**Prompt**
Print out the complete set of records below, exactly as they read.

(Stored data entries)
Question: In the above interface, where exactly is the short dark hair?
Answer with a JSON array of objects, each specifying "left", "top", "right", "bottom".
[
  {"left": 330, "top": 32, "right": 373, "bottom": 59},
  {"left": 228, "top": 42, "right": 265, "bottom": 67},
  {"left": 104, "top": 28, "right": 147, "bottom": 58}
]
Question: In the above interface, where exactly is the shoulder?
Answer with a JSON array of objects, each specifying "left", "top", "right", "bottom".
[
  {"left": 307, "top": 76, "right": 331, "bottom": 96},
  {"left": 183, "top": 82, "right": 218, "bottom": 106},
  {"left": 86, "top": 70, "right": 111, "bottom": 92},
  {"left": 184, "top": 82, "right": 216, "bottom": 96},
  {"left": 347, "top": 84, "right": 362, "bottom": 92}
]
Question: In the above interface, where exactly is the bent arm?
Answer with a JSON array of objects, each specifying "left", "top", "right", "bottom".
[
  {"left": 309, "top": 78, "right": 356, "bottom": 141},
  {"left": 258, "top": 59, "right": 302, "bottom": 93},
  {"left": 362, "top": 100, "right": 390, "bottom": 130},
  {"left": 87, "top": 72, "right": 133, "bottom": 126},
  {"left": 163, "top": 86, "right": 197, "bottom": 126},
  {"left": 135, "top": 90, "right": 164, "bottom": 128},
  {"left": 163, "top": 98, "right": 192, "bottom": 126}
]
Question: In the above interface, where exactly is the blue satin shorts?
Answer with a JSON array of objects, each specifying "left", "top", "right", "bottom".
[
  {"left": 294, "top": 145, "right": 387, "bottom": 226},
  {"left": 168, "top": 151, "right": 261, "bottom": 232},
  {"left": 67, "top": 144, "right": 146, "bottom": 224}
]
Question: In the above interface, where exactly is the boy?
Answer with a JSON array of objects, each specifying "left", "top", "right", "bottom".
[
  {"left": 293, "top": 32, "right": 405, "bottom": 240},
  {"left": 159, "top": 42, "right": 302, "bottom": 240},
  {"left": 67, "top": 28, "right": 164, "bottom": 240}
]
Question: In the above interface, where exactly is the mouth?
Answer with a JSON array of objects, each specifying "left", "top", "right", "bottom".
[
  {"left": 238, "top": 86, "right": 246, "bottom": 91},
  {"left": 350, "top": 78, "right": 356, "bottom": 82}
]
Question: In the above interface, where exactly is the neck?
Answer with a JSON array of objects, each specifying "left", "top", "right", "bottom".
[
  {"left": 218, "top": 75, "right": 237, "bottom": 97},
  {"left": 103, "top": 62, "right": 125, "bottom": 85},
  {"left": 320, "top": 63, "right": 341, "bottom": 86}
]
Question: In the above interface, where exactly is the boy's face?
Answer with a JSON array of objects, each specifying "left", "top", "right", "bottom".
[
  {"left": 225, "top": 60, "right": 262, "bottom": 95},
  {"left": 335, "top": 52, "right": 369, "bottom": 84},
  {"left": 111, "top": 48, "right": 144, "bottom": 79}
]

**Task response**
Question: In the above interface, where exactly is the short dark hair?
Answer with a JSON array of objects, each specifying "left", "top", "right", "bottom".
[
  {"left": 330, "top": 32, "right": 373, "bottom": 59},
  {"left": 228, "top": 42, "right": 265, "bottom": 67},
  {"left": 104, "top": 28, "right": 147, "bottom": 58}
]
Question: In the above interface, where exactly is the shoulder?
Answer with a JSON array of objects, each specifying "left", "top", "right", "bottom".
[
  {"left": 307, "top": 76, "right": 331, "bottom": 96},
  {"left": 183, "top": 82, "right": 218, "bottom": 106},
  {"left": 86, "top": 70, "right": 111, "bottom": 92},
  {"left": 184, "top": 82, "right": 216, "bottom": 96},
  {"left": 347, "top": 84, "right": 362, "bottom": 92}
]
Question: In the above interface, where exactly is the bent arm?
Answer with a JSON array of objects, each specifying "left", "top", "right", "bottom".
[
  {"left": 309, "top": 78, "right": 356, "bottom": 141},
  {"left": 258, "top": 59, "right": 302, "bottom": 93},
  {"left": 362, "top": 100, "right": 390, "bottom": 130},
  {"left": 87, "top": 72, "right": 133, "bottom": 126},
  {"left": 163, "top": 86, "right": 197, "bottom": 126},
  {"left": 135, "top": 90, "right": 164, "bottom": 128},
  {"left": 163, "top": 98, "right": 192, "bottom": 126}
]
Question: In the above interface, where exactly is the blue satin shorts?
Answer with a JSON array of objects, each specifying "left", "top", "right", "bottom".
[
  {"left": 294, "top": 145, "right": 387, "bottom": 226},
  {"left": 168, "top": 151, "right": 261, "bottom": 232},
  {"left": 67, "top": 144, "right": 146, "bottom": 224}
]
Question: In the above interface, where exactly is the boy?
Answer with a JSON array of objects, each specifying "left", "top", "right", "bottom".
[
  {"left": 293, "top": 32, "right": 405, "bottom": 240},
  {"left": 159, "top": 42, "right": 302, "bottom": 240},
  {"left": 67, "top": 28, "right": 164, "bottom": 240}
]
Question: In the above interface, where exactly is the mouth?
Answer with a JSON array of objects, each specifying "left", "top", "right", "bottom".
[
  {"left": 238, "top": 86, "right": 246, "bottom": 91},
  {"left": 350, "top": 78, "right": 356, "bottom": 82}
]
Question: In the above interface, where exactly is the neck?
Answer with a JSON array of objects, each specifying "left", "top", "right", "bottom".
[
  {"left": 218, "top": 75, "right": 237, "bottom": 97},
  {"left": 103, "top": 62, "right": 125, "bottom": 85},
  {"left": 320, "top": 63, "right": 341, "bottom": 86}
]
Question: In the above interface, where exactly is the boy's face?
Answer with a JSON array of objects, each specifying "left", "top", "right", "bottom".
[
  {"left": 225, "top": 60, "right": 262, "bottom": 95},
  {"left": 335, "top": 52, "right": 369, "bottom": 84},
  {"left": 111, "top": 48, "right": 144, "bottom": 79}
]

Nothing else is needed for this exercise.